━━━ ПРИВЕДЁННЫЙ ТЕКСТ ━━━

Однако заслуга Мартина Бубера в разделе мудрости о человеке вовсе не в создании оригинального решения проблемы человека, чего нет, а в обнаружении причин, по которым оно невозможно в классической европейской философии. Это обстоятельство Бубер проницательно представил на примере философской системы Гегеля, влияние которой он считает основополагающим для формирования классической (чисто философской) теории познания. Бубер писал: "Смысл этого влияния можно определить как низложение конкретной человеческой личности и конкретной человеческой общности в интересах мирового разума, во имя его диалектического движения и созидаемых им объективных структур. Это влияние, как известно, проявилось и у мыслителей, вышедших из школы Гегеля, но весьма от него отдалившихся, с одной стороны, у Кьеркегора - критика современного ему христианства, который, безусловно, как никто другой в наше время постиг значение человеческой личности, но вместе с тем мыслил жизнь этой личности всё ещё сплошь в формах Гегелевой диалектики как переход от эстетического к этическому и от этического к религиозному, а, с другой стороны, у Маркса, который тоже с уникальной для своего времени настойчивостью углубился в конкретное исследование человеческого общества, трактуя его развитие в категориях той же диалектики Гегеля как переход от примитивного общинного хозяйства к частной собственности, а от неё - к социализму" (1995, с.175).

━━━ ПЕРЕЧЕНЬ ━━━

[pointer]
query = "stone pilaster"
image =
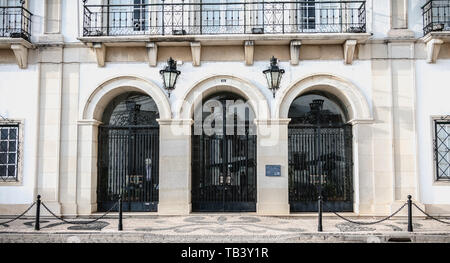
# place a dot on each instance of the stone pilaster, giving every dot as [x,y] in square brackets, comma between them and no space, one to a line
[87,166]
[175,167]
[50,103]
[363,167]
[69,137]
[404,127]
[273,195]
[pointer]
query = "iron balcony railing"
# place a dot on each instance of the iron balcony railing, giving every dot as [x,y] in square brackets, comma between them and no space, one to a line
[436,16]
[15,22]
[209,18]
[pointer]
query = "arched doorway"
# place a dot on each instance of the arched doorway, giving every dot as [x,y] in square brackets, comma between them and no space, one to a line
[128,153]
[320,153]
[224,155]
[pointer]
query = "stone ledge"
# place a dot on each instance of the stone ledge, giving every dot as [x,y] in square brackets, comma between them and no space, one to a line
[213,40]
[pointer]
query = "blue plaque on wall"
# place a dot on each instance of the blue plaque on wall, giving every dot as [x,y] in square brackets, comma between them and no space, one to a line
[273,170]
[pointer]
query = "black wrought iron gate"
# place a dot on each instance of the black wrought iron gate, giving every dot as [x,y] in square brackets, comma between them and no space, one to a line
[332,172]
[128,166]
[224,173]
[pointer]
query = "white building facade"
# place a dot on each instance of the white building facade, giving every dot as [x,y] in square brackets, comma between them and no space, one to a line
[86,116]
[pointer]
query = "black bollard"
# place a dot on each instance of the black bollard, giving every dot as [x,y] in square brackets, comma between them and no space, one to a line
[410,228]
[38,213]
[320,208]
[120,214]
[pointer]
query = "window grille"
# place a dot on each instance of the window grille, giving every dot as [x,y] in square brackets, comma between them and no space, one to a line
[9,152]
[442,148]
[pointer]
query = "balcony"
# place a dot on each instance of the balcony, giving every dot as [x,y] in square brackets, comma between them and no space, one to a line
[436,16]
[436,26]
[237,18]
[15,22]
[15,32]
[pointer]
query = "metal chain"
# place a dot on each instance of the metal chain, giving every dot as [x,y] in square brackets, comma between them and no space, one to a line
[79,223]
[432,217]
[368,223]
[12,220]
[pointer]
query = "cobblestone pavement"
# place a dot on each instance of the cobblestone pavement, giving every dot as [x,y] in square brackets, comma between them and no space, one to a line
[223,228]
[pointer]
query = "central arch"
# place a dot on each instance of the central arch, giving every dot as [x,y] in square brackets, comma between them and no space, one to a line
[240,89]
[223,83]
[224,155]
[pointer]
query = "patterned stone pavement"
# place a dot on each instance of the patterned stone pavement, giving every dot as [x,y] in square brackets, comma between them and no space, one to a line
[223,228]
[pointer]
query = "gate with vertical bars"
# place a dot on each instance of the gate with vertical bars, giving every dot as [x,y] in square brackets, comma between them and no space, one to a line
[332,172]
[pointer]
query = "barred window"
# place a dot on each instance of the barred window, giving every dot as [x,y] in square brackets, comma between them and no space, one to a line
[442,148]
[9,152]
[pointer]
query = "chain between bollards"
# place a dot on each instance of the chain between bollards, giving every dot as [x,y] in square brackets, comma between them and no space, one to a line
[320,206]
[120,213]
[410,227]
[38,213]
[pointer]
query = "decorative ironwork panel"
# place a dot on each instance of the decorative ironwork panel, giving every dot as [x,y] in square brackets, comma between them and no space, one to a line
[442,148]
[224,156]
[234,17]
[15,22]
[128,166]
[9,152]
[331,171]
[436,16]
[224,173]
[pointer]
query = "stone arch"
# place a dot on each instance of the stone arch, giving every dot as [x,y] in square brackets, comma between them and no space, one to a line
[356,104]
[108,90]
[221,83]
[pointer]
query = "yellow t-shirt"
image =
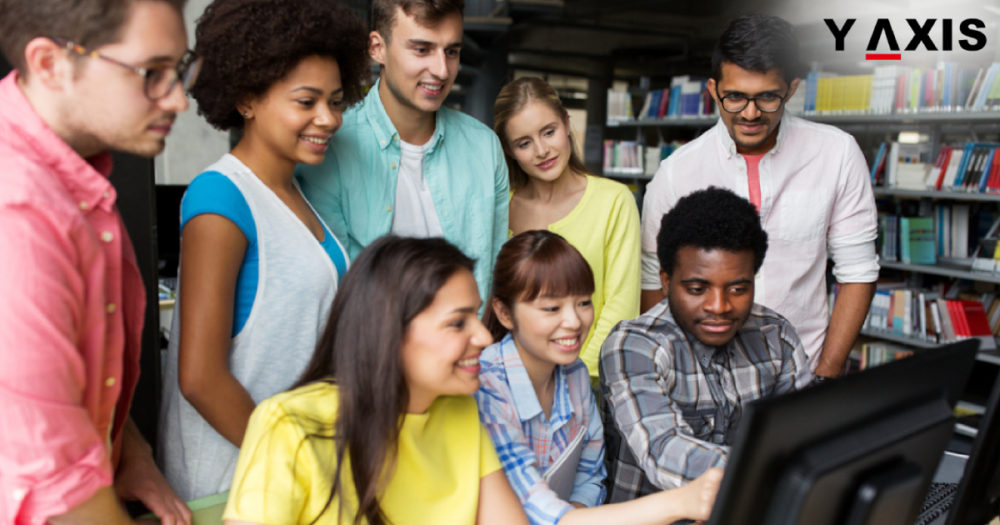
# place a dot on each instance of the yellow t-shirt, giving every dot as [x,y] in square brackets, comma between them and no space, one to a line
[285,476]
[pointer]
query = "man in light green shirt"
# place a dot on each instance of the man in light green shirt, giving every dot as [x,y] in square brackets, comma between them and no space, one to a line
[403,164]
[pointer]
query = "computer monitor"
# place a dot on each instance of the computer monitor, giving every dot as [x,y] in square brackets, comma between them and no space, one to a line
[978,497]
[861,449]
[168,224]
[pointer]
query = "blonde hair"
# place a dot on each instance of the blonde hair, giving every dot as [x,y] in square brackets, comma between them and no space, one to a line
[512,99]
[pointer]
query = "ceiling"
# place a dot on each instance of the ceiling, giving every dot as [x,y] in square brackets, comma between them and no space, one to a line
[662,38]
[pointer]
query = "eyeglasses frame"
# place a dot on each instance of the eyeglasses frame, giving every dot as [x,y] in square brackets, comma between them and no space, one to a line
[188,62]
[782,99]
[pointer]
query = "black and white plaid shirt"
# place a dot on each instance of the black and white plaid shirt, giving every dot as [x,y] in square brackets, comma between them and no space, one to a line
[672,403]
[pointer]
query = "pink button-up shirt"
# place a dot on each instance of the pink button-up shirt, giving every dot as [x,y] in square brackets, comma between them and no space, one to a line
[815,203]
[71,311]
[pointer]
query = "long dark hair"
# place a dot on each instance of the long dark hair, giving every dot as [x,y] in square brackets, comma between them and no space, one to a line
[535,263]
[391,281]
[513,98]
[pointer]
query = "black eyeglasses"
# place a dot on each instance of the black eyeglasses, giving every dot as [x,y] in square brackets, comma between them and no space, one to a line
[765,102]
[157,82]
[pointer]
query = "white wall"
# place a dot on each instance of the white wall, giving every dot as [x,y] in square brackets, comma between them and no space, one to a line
[192,144]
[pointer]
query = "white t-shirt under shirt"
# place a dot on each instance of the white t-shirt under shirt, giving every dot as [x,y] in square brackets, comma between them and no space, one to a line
[414,215]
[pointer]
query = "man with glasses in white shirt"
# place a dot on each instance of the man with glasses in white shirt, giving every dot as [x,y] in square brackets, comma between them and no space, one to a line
[809,182]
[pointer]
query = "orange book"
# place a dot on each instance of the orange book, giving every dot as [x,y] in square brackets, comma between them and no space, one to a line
[974,316]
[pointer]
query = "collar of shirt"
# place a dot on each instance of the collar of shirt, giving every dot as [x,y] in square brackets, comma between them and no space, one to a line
[525,400]
[729,146]
[385,131]
[85,179]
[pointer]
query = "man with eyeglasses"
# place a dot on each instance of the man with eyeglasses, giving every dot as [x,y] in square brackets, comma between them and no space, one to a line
[808,181]
[88,77]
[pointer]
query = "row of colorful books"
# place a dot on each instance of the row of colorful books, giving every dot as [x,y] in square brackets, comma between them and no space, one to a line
[972,167]
[628,157]
[686,96]
[932,316]
[619,106]
[955,231]
[911,240]
[904,89]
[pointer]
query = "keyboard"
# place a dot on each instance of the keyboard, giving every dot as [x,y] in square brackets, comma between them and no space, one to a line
[938,501]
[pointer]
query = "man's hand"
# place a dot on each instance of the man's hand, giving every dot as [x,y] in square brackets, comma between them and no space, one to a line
[138,478]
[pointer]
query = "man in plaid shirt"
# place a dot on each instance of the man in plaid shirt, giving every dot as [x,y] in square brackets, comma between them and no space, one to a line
[676,378]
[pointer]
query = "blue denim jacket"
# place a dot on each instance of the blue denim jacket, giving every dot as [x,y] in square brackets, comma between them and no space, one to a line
[354,188]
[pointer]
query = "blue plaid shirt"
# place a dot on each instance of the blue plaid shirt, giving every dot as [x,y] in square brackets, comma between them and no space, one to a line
[672,403]
[528,443]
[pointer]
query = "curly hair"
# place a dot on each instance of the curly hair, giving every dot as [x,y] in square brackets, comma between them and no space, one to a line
[758,43]
[248,45]
[711,219]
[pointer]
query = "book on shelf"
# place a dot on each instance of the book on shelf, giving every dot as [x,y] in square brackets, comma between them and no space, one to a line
[619,106]
[685,97]
[932,315]
[959,233]
[872,354]
[878,166]
[906,165]
[916,240]
[897,89]
[622,156]
[628,157]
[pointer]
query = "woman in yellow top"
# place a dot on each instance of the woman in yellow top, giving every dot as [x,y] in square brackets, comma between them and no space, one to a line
[551,190]
[382,427]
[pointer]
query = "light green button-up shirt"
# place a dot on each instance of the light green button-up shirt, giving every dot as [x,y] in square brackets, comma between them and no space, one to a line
[354,189]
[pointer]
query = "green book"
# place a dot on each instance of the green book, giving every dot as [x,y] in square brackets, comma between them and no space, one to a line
[916,240]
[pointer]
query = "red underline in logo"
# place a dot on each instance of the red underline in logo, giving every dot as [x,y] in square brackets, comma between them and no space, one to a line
[883,56]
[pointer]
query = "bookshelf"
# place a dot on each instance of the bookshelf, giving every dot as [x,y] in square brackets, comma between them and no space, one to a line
[944,269]
[882,191]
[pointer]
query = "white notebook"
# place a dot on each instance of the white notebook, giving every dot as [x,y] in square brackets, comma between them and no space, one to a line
[561,474]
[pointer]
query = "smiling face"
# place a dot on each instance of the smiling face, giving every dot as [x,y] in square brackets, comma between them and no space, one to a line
[548,331]
[419,63]
[294,120]
[106,107]
[538,138]
[753,131]
[441,348]
[710,292]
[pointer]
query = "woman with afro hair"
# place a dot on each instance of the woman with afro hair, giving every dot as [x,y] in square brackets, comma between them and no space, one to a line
[259,268]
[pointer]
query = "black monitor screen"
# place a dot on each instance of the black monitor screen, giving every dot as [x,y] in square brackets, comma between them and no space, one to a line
[858,450]
[168,224]
[978,496]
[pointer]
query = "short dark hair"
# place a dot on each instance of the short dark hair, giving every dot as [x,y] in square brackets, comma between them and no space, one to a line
[426,12]
[711,219]
[248,45]
[758,43]
[532,264]
[90,24]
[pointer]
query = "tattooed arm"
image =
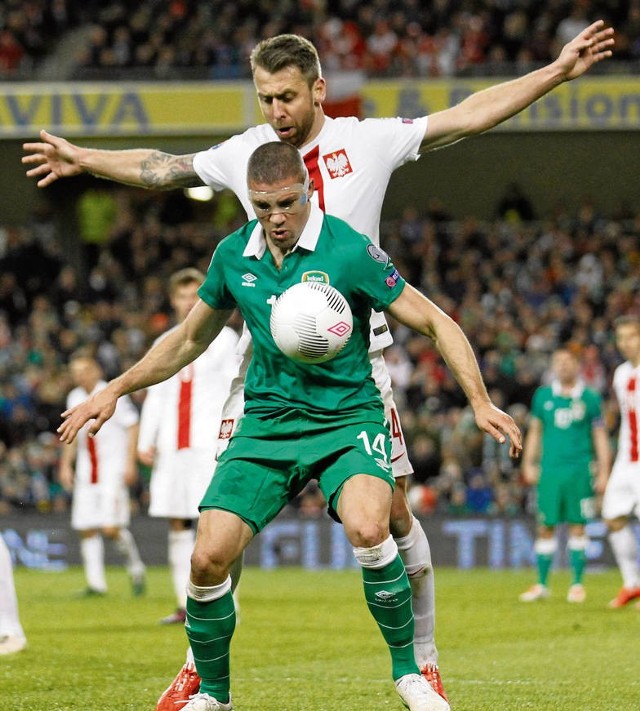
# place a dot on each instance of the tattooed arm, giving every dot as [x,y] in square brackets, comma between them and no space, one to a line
[55,157]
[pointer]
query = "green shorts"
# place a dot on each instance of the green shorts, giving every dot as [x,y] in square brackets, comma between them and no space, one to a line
[565,494]
[269,462]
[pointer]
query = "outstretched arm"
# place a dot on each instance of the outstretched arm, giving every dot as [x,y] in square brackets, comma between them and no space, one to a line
[489,107]
[179,347]
[603,457]
[419,313]
[531,454]
[55,157]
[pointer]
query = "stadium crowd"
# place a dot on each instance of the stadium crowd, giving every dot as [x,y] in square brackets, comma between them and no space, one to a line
[196,39]
[519,286]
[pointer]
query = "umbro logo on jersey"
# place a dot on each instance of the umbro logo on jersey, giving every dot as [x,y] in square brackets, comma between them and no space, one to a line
[385,596]
[337,163]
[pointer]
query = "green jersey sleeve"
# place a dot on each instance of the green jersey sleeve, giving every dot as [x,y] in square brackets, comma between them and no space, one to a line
[375,277]
[214,291]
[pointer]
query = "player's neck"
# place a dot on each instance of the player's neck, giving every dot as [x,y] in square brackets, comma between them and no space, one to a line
[316,128]
[567,388]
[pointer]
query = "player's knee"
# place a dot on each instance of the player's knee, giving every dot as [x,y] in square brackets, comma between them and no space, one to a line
[368,533]
[615,524]
[401,516]
[207,566]
[377,556]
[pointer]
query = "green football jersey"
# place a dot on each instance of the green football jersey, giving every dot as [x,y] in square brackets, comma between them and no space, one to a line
[567,423]
[242,273]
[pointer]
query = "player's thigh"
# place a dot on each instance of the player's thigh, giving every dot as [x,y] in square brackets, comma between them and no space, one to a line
[399,457]
[351,449]
[550,501]
[253,484]
[579,497]
[86,509]
[115,505]
[622,495]
[179,483]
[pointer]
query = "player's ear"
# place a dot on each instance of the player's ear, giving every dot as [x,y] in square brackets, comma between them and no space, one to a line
[319,91]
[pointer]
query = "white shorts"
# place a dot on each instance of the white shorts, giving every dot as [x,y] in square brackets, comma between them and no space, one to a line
[178,483]
[101,505]
[400,464]
[622,495]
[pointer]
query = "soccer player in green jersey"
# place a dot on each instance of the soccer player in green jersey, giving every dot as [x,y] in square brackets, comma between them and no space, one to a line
[301,421]
[566,440]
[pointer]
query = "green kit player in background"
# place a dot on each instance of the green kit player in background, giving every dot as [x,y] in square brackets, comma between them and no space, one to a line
[301,421]
[565,442]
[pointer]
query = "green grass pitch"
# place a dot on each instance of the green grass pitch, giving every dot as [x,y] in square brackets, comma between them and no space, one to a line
[306,642]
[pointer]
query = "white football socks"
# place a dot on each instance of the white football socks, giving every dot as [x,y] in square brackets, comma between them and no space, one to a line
[92,552]
[416,555]
[9,619]
[180,549]
[625,550]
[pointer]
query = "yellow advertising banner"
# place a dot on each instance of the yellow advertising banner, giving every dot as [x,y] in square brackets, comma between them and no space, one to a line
[116,109]
[215,108]
[600,103]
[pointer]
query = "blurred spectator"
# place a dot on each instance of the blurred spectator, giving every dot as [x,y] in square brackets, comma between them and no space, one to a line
[519,289]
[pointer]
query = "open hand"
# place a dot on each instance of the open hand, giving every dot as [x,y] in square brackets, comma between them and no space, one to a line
[54,158]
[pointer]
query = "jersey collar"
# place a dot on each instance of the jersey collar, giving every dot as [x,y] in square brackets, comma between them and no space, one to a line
[257,245]
[576,392]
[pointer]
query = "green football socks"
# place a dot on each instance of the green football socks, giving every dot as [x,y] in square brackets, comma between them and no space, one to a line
[388,595]
[209,627]
[543,561]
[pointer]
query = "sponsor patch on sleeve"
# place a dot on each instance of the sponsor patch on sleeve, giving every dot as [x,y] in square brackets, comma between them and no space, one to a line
[377,254]
[392,279]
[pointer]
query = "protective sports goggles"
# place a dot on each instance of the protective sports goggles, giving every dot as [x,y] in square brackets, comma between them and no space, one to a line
[288,200]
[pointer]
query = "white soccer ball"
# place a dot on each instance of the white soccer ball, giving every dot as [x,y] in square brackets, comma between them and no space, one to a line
[311,322]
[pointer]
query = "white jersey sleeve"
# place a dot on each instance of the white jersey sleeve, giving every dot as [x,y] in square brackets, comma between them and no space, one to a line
[350,162]
[626,384]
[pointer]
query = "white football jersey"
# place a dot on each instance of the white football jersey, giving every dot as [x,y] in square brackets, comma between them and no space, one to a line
[103,458]
[350,163]
[184,412]
[626,384]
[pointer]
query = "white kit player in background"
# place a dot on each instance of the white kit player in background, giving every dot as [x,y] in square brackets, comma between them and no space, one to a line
[179,428]
[99,470]
[622,495]
[350,162]
[12,637]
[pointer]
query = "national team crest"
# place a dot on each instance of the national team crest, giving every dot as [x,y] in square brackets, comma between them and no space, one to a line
[226,429]
[337,163]
[316,276]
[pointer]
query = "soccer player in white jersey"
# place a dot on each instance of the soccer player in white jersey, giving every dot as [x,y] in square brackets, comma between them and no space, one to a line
[622,495]
[350,162]
[99,470]
[12,637]
[179,427]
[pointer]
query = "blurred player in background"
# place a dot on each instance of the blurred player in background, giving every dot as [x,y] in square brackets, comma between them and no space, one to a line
[12,637]
[622,496]
[300,422]
[565,441]
[179,427]
[99,470]
[351,163]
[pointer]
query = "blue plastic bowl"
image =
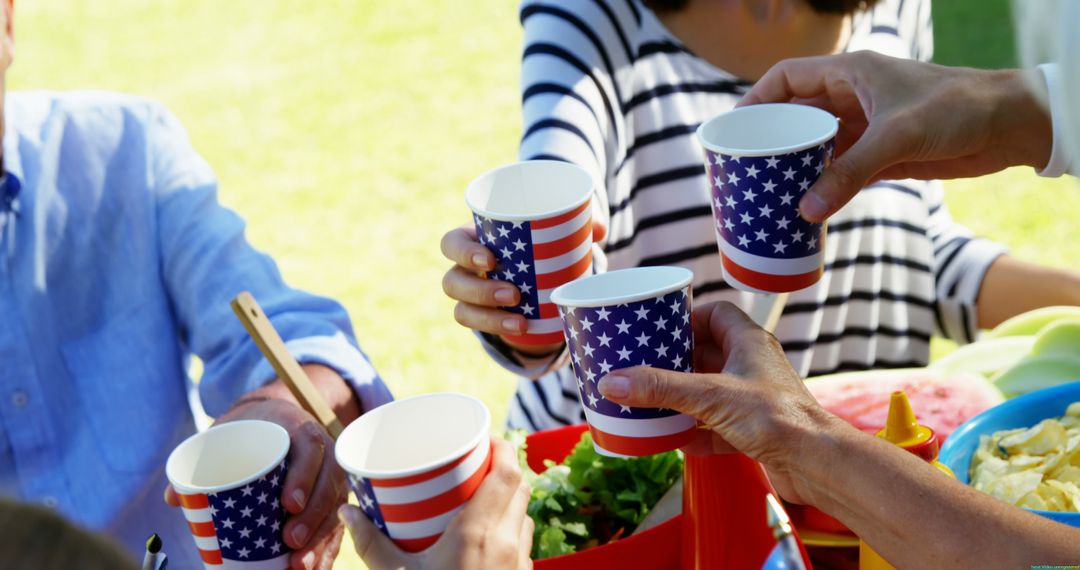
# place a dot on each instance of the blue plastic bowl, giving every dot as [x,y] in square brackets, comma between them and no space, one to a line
[1022,411]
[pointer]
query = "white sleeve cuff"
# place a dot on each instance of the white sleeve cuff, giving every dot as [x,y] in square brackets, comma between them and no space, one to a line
[337,352]
[1060,162]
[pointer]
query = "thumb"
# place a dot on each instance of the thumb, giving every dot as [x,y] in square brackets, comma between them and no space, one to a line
[373,546]
[657,388]
[850,173]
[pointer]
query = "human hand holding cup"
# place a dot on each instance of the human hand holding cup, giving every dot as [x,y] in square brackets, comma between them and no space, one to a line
[759,161]
[620,320]
[228,480]
[535,218]
[414,463]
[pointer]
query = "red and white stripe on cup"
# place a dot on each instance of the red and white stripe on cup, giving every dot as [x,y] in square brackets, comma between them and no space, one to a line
[414,511]
[197,511]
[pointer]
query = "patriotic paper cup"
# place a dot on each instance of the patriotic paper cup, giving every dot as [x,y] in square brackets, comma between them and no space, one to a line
[535,216]
[759,161]
[624,319]
[414,463]
[229,479]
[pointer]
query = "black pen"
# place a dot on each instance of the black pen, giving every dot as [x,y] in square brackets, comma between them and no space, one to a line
[152,547]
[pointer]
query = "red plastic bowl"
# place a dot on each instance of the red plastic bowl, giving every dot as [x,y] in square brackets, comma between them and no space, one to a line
[655,548]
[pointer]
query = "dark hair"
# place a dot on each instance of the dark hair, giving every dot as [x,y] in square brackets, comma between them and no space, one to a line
[831,7]
[35,537]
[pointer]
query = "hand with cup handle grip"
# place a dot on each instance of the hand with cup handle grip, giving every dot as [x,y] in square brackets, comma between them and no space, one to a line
[478,299]
[493,531]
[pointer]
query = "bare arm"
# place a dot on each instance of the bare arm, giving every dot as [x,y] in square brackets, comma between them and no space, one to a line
[750,399]
[903,119]
[1012,286]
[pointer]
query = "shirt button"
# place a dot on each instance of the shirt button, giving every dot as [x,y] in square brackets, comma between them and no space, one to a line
[18,398]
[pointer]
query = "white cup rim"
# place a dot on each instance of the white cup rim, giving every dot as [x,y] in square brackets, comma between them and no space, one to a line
[272,430]
[585,195]
[787,149]
[672,279]
[340,451]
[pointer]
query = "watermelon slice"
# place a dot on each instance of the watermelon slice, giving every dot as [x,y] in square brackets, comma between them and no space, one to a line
[941,401]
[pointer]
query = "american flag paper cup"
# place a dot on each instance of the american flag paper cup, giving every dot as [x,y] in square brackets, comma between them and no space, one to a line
[536,217]
[414,463]
[622,319]
[229,479]
[759,161]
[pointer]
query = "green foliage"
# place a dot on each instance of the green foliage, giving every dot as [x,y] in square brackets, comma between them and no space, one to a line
[346,131]
[592,499]
[974,34]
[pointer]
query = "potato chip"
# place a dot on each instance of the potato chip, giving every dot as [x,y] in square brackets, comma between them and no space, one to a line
[1035,467]
[1038,440]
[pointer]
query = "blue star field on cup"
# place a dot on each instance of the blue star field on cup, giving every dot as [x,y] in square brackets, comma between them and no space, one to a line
[537,257]
[248,520]
[651,333]
[514,263]
[755,201]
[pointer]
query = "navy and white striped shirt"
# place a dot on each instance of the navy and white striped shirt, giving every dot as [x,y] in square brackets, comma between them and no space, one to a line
[607,86]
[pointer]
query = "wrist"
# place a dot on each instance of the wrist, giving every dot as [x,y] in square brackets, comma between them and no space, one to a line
[1021,123]
[819,445]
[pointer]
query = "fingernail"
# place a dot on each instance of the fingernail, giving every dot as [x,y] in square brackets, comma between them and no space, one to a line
[300,533]
[504,296]
[812,207]
[511,325]
[615,387]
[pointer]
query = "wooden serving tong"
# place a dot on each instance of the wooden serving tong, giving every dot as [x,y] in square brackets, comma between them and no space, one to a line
[268,340]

━━━

**ЧТО ТРЕБУЕТСЯ**. Переведите на английский язык предложение из отрывка о Бубере и Гегеле: «Это обстоятельство Бубер проницательно представил на примере философской системы Гегеля, влияние которой он считает основополагающим для формирования классической (чисто философской) теории познания».

**РЕШЕНИЕ**. Buber insightfully illustrated this circumstance with the example of Hegel's philosophical system, whose influence he considers fundamental to the formation of the classical (purely philosophical) theory of knowledge.